*TASK TO COMPLETE:* Exactly and only the lines from the one with "Target: metal railing" through the end of the listing are to be transcribed, both ends included.
*** Opening STORED DATA ***
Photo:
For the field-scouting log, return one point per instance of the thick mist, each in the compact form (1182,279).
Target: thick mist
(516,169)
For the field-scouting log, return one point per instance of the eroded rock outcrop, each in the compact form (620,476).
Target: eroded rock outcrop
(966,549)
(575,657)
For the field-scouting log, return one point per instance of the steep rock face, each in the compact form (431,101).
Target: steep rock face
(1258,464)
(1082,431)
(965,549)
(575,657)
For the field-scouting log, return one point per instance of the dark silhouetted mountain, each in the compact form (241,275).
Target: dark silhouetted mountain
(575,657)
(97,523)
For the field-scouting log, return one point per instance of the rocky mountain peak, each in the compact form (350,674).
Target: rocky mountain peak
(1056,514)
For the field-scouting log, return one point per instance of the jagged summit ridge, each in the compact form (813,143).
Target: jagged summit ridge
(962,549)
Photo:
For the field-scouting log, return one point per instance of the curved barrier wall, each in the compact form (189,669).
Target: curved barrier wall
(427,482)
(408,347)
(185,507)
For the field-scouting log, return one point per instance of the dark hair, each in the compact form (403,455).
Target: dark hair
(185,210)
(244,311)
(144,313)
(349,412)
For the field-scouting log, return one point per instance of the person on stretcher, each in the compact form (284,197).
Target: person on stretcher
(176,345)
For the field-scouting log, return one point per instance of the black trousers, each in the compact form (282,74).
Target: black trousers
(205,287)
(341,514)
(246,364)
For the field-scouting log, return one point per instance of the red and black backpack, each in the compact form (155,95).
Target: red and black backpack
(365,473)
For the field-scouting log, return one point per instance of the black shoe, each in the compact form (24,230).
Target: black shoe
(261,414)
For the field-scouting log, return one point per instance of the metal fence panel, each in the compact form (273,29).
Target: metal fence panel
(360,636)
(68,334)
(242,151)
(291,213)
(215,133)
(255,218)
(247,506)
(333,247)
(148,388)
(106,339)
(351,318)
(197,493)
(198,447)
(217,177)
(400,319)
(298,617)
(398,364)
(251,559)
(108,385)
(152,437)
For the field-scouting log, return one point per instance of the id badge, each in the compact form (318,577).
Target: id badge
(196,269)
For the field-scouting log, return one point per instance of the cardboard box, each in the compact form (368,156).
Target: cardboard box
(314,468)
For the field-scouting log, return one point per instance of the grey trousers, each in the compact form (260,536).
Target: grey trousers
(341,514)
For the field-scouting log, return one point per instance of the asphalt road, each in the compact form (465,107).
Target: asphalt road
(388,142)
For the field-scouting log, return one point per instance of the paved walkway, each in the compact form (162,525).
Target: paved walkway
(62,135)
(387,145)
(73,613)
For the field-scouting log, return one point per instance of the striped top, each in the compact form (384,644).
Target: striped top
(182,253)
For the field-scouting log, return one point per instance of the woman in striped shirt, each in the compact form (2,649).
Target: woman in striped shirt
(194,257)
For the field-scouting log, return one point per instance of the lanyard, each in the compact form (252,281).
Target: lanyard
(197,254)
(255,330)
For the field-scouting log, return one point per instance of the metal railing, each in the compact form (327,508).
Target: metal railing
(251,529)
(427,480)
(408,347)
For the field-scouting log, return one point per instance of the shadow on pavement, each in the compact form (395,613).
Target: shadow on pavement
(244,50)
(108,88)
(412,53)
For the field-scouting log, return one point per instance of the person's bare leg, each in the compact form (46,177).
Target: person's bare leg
*** Closing STORED DATA ***
*SOLUTION TO THE PROBLEM:*
Target: metal railing
(251,529)
(427,480)
(408,347)
For the field-scouting log, return one point per instance of the shadow on pavement, each in the compact form (395,613).
Target: shadow on pavement
(244,50)
(108,88)
(412,53)
For the field-scouting log, return one point per instance of the person's bare leg, each in the compact form (46,177).
Target: person's bare leg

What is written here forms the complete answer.